*Selected excerpt*:
-=-=-=-=-

“The Art of Gaman” Showcases Incredible Arts and Crafts from the Japanese American Internment Camps from World War II
HOUSTON, TX (Nov. 21, 2014) – In 1942, President Franklin D. Roosevelt signed Executive Order 9066, which led to the incarceration of 120,000 Japanese Americans in the United States, including men, women, children, the elderly and the infirm, for the duration of World War II.
 'The Art of Gaman'
Reprinted from "The Art of Gaman: Arts and Crafts from the Japanese American Internment Camps, 1942-1946" (Ten Speed Press, c. 2005), by Delphine Hirasuna with design by Kit Hinrichs and photography by Terry Heffernan.

The evacuation affected the entire Japanese American population on the U.S. West Coast. Allowed only what they could carry, they were given just a few days to settle their affairs and report to assembly centers. Businesses were lost, personal property was stolen or vandalized and lives were shattered. Imprisoned in remote camps surrounded  by barbed wire and guarded by soldiers with machine guns, the internees sought solace in art.

Their artistic creations – a celebration of the nobility of the human spirit in adversity – are the focus of a new exhibit, “The Art of Gaman,” opening Jan. 30, 2015, and on view through Sept. 20, 2015, at Holocaust Museum Houston’s Morgan Family Center, 5401 Caroline St. in Houston’s Museum District.  HMH members are invited to a free preview reception from 6 p.m. to 8 p.m. on Thursday, Jan. 29, 2015. To renew a membership or to join and attend, visit www.hmh.org, e-mail membership@hmh.org or call 713-527-1640.

Following the preview, there will be a private reception with special guests for Art Circle members. Art Circle at Holocaust Museum Houston is a group created to connect HMH members and the Houston community with artists and collectors engaged in social, political and/or human rights issues. Funds raised by Art Circle membership supports the art exhibition program at the Museum. To join Art Circle and attend the reception following this event, please contact Marci Dallas at mdallas@hmh.org.

-=-=-=-=-

*Objective 1*:
Write out the passage of the exhibit announcement that begins at the words "Following the preview, there" and stops after "Dallas at mdallas@hmh.org.", replacing "Art Circle" with "Art Council".
*Objective 2*:
Name every person mentioned in the exhibit announcement.
The lines after the exhibit announcement are separate material.

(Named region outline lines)
-=-=-=-=-

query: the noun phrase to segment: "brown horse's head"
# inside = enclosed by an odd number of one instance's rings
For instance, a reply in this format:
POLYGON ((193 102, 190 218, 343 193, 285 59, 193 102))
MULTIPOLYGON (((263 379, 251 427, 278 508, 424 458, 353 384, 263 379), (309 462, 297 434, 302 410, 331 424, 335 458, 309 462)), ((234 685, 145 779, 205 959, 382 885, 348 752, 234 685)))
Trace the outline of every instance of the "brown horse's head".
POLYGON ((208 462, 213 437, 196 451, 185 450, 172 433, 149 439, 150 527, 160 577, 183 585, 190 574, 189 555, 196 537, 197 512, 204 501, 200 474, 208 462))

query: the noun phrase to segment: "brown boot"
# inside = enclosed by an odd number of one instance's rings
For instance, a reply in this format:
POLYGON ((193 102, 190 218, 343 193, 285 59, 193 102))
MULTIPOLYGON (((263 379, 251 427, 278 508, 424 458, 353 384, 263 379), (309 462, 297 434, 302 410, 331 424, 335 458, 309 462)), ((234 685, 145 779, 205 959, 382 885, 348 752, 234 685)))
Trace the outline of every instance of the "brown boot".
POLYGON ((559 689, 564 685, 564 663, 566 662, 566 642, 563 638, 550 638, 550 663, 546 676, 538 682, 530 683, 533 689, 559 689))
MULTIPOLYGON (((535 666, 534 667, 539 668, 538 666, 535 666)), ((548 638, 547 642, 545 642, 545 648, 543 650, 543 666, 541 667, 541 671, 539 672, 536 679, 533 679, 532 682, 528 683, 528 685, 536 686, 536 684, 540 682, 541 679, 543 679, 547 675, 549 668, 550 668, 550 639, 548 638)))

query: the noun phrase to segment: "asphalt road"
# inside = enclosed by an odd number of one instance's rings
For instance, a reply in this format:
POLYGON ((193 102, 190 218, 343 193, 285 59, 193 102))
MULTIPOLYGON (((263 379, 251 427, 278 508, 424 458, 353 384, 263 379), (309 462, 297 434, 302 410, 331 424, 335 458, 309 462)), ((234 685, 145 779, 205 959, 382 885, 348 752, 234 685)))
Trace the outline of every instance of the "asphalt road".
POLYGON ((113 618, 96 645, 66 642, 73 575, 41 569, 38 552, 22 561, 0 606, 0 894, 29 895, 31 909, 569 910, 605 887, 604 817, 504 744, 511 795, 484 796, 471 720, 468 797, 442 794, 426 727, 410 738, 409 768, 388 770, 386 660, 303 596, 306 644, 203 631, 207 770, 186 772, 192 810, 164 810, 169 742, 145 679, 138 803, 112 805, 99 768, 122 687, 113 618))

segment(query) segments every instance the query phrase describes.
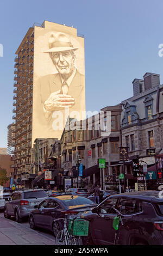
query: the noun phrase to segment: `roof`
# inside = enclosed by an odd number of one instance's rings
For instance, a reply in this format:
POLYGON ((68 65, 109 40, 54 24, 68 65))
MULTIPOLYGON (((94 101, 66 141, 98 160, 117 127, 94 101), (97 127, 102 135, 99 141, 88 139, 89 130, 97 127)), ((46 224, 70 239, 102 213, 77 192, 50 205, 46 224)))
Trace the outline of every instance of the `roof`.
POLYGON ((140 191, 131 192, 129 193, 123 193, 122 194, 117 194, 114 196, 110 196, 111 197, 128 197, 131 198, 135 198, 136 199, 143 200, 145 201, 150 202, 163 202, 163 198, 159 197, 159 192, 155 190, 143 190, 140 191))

-=-=-=-=-

*Expected output 1*:
Following the preview, there will be a private reception with special guests for Art Council members. Art Council at Holocaust Museum Houston is a group created to connect HMH members and the Houston community with artists and collectors engaged in social, political and/or human rights issues. Funds raised by Art Council membership supports the art exhibition program at the Museum. To join Art Council and attend the reception following this event, please contact Marci Dallas at mdallas@hmh.org.

*Expected output 2*:
Franklin D. Roosevelt, Delphine Hirasuna, Kit Hinrichs, Terry Heffernan, Marci Dallas